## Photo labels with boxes

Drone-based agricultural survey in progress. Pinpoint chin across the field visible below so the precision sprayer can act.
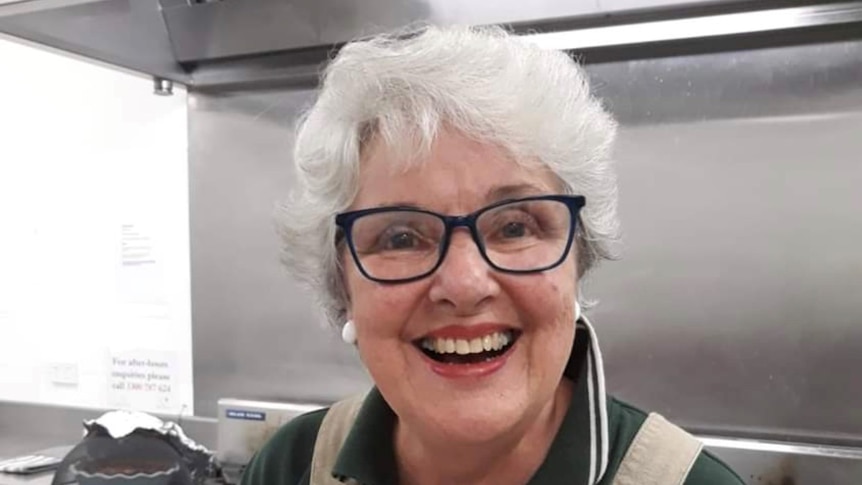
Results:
[426,396,524,444]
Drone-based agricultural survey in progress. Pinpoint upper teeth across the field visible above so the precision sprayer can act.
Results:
[421,331,512,355]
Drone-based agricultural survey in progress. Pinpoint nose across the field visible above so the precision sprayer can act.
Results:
[429,228,500,314]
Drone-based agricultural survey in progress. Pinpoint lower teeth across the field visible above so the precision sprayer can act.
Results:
[420,342,514,364]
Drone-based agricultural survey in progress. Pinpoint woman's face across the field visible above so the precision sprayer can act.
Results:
[342,127,577,442]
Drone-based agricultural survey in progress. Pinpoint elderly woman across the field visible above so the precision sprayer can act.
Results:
[243,28,742,485]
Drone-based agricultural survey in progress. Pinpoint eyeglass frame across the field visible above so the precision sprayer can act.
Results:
[335,194,586,285]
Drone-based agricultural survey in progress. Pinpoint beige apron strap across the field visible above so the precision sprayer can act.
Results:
[613,413,703,485]
[309,394,365,485]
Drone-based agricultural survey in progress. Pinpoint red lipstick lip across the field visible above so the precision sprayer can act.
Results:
[420,323,514,340]
[417,341,518,379]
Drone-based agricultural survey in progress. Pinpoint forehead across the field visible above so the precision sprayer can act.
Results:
[352,130,560,212]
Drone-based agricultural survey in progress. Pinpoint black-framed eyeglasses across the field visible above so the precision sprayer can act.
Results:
[335,195,586,283]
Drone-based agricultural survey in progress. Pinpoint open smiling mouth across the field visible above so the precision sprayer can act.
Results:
[413,330,521,364]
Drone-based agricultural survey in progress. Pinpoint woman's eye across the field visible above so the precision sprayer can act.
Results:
[500,222,527,238]
[384,232,417,249]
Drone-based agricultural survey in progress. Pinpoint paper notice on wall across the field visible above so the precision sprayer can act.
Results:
[107,350,180,413]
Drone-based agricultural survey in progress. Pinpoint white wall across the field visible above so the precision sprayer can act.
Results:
[0,38,193,413]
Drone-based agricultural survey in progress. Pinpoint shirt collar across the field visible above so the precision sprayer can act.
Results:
[332,317,609,485]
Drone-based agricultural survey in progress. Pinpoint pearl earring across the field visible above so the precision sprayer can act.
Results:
[341,320,356,345]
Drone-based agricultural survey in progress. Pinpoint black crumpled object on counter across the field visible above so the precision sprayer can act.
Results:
[52,411,221,485]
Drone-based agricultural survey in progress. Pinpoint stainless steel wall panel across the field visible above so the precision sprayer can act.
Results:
[164,0,599,62]
[189,91,367,416]
[0,0,190,84]
[190,38,862,450]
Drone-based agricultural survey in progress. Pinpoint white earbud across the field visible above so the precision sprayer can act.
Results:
[341,320,356,345]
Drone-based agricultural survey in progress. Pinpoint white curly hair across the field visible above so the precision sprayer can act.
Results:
[279,26,619,327]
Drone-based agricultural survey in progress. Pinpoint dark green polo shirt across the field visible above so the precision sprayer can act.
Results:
[242,330,744,485]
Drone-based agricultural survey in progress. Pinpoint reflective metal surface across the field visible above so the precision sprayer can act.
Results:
[0,0,191,84]
[0,0,862,89]
[190,35,862,484]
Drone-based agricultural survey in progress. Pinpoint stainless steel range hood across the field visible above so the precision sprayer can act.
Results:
[0,0,862,89]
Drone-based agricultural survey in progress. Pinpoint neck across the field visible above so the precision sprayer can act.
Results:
[395,378,573,485]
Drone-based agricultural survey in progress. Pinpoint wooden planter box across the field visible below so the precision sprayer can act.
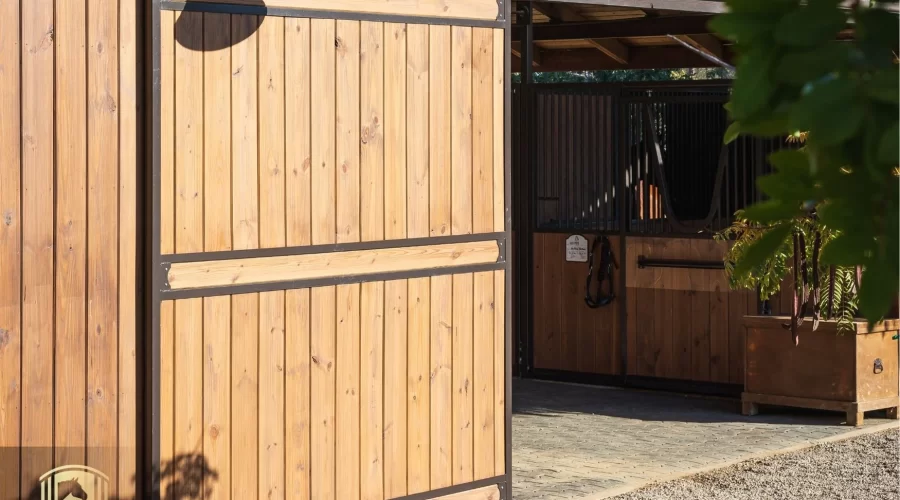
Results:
[741,316,900,426]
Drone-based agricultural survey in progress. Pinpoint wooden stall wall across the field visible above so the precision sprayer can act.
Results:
[624,237,756,384]
[0,0,143,499]
[159,5,508,500]
[533,233,622,375]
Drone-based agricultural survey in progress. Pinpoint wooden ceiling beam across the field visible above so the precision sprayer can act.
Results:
[532,2,628,64]
[512,45,730,72]
[512,16,712,41]
[676,35,725,59]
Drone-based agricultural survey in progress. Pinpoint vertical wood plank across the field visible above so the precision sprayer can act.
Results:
[491,29,509,232]
[406,24,430,239]
[231,15,259,252]
[428,26,452,239]
[359,21,384,241]
[453,274,474,484]
[406,280,431,494]
[203,14,231,251]
[159,10,175,254]
[335,286,360,500]
[231,293,261,499]
[0,2,24,497]
[472,274,495,479]
[203,294,232,499]
[310,19,343,245]
[86,0,119,491]
[472,28,494,235]
[203,14,232,499]
[309,286,337,499]
[116,2,145,492]
[430,276,453,489]
[494,271,507,476]
[171,298,203,495]
[284,17,312,246]
[450,26,473,234]
[173,12,204,253]
[55,2,87,464]
[359,281,385,500]
[335,21,360,243]
[384,280,408,498]
[158,11,175,491]
[159,300,175,491]
[284,289,311,500]
[257,16,286,249]
[260,290,285,498]
[384,23,407,241]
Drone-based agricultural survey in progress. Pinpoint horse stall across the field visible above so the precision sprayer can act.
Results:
[0,0,511,500]
[512,81,784,395]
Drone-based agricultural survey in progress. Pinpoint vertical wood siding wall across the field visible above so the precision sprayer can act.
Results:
[0,0,143,498]
[160,11,506,499]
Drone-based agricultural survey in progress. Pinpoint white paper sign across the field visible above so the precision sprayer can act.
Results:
[566,234,587,262]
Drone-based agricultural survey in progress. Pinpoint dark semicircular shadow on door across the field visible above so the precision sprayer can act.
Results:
[175,0,268,52]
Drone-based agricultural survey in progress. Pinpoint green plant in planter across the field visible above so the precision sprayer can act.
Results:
[716,148,860,343]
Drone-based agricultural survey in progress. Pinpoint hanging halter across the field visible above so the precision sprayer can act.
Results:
[584,236,619,309]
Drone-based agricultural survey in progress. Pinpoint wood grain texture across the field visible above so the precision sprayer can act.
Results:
[309,286,337,499]
[472,28,494,233]
[257,290,285,498]
[166,0,499,20]
[231,15,259,250]
[359,281,385,500]
[335,283,361,499]
[168,240,500,290]
[257,16,286,250]
[430,276,453,489]
[384,23,407,240]
[491,29,510,231]
[310,19,336,245]
[472,271,496,480]
[86,0,119,491]
[335,21,360,243]
[0,2,24,497]
[359,22,385,241]
[452,274,475,484]
[284,18,312,246]
[450,26,473,234]
[406,280,431,494]
[406,24,430,240]
[54,2,88,464]
[231,293,261,498]
[428,26,452,236]
[384,280,409,498]
[493,271,508,476]
[284,289,312,500]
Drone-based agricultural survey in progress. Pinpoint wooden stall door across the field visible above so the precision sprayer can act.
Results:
[153,0,510,500]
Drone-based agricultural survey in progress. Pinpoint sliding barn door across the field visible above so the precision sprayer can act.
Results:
[150,0,511,500]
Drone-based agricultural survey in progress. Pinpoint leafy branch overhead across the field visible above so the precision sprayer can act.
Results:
[710,0,900,321]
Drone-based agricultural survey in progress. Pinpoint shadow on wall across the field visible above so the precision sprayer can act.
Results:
[22,453,219,500]
[175,0,268,52]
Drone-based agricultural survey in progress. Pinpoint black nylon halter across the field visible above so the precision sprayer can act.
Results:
[584,235,618,309]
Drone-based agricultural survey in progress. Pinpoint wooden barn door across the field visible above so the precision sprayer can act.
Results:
[149,0,511,500]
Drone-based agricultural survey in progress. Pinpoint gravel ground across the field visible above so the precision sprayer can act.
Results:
[614,429,900,500]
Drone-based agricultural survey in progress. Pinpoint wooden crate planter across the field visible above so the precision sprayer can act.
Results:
[741,316,900,426]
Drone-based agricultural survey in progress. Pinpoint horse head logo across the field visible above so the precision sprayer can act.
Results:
[40,465,109,500]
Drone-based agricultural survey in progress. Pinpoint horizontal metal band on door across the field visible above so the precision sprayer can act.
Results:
[162,239,506,299]
[160,0,508,28]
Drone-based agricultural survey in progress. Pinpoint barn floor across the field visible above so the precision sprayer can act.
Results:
[513,379,891,500]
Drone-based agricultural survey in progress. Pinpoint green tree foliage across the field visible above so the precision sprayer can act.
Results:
[711,0,900,321]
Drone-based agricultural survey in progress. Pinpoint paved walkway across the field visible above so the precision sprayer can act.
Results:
[513,379,889,500]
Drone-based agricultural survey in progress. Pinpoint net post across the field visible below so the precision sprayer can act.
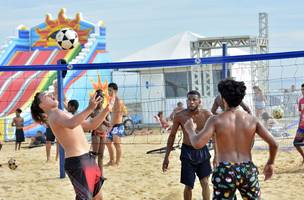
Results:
[222,43,228,79]
[57,59,66,178]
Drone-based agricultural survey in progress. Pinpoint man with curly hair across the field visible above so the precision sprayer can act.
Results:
[184,79,278,200]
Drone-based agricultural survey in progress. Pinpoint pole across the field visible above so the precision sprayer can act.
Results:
[222,43,228,79]
[57,59,67,178]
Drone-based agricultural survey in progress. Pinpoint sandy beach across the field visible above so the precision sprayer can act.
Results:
[0,133,304,200]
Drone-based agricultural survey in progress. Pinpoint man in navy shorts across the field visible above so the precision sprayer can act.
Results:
[163,90,212,200]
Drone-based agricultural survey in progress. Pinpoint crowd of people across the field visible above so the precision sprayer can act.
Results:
[0,79,304,199]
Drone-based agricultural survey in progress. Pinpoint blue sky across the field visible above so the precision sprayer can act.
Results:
[0,0,304,60]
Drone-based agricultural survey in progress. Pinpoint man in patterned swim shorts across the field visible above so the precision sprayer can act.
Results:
[184,79,278,200]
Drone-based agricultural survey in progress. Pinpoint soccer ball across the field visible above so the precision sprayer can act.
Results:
[272,107,284,119]
[7,158,18,170]
[56,28,78,50]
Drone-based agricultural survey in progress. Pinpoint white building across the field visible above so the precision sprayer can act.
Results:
[113,31,252,123]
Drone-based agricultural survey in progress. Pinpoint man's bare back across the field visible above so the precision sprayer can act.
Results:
[112,97,125,125]
[48,109,90,158]
[213,109,259,162]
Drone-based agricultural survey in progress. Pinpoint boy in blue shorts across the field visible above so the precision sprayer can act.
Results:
[293,83,304,164]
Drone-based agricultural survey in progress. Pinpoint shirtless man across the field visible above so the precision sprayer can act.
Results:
[106,83,126,166]
[293,83,304,164]
[184,79,278,199]
[211,95,251,115]
[163,90,212,200]
[12,108,24,151]
[31,92,114,200]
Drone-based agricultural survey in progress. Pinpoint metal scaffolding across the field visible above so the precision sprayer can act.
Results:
[190,13,269,97]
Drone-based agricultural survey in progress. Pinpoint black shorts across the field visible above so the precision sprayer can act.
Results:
[45,128,55,142]
[180,144,212,188]
[64,153,104,200]
[15,129,24,142]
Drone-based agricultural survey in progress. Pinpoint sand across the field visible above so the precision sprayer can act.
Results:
[0,131,304,200]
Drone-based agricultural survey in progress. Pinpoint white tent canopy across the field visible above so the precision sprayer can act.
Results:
[119,31,248,62]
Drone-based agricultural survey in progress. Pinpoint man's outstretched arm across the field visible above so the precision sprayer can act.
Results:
[184,116,215,149]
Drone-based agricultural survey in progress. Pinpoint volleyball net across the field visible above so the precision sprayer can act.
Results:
[0,51,304,148]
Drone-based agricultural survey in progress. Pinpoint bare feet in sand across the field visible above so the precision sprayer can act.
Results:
[105,160,116,167]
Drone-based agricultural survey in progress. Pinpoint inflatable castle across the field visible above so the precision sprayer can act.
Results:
[0,9,111,141]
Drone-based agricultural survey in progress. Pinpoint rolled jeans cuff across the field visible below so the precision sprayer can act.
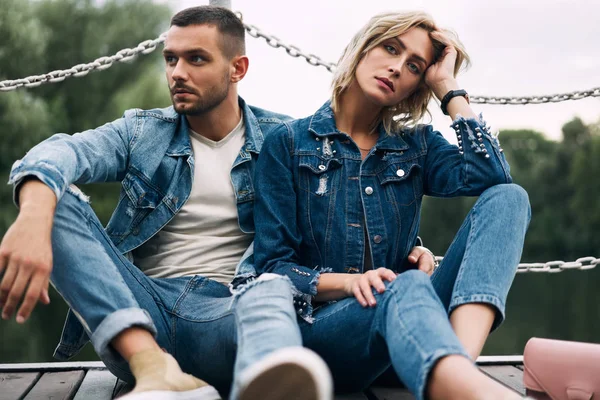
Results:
[448,293,506,332]
[414,347,470,400]
[91,307,157,362]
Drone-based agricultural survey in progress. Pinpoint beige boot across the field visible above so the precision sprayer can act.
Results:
[121,350,221,400]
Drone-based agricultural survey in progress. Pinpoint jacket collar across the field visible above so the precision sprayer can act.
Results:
[165,97,264,156]
[308,100,409,151]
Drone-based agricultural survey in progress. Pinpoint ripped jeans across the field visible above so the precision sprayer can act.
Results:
[51,191,302,397]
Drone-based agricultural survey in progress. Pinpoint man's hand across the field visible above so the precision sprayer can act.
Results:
[346,268,396,307]
[0,180,56,323]
[408,246,435,276]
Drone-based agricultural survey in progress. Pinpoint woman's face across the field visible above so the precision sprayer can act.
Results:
[356,28,434,107]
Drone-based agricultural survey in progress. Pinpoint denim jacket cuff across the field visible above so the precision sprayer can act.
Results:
[450,113,503,158]
[287,266,321,323]
[8,160,67,208]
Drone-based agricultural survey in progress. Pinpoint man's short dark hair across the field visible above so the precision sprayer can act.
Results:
[171,6,246,59]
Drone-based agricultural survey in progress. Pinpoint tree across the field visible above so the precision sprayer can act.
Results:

## Task statement
Quote every line verbatim from the one containing "Drone-based agricultural survey in progress. Pinpoint eyeglass" down to the one containing "[417,341,518,379]", both included.

## Exercise response
Drone-based agricultural survey in progress. Pinpoint eyeglass frame across the field visible above so the precision sprayer can act.
Results:
[335,194,586,285]
Drone-based agricultural survey in progress. Pinpoint beige apron strap across the field visible above so the precision sprayer can act.
Results:
[613,413,703,485]
[309,394,365,485]
Drone-based agricultural survey in progress. Pinpoint red lipstick lip across the field visible above so the precision sprayer can act.
Results:
[420,323,514,340]
[417,341,518,379]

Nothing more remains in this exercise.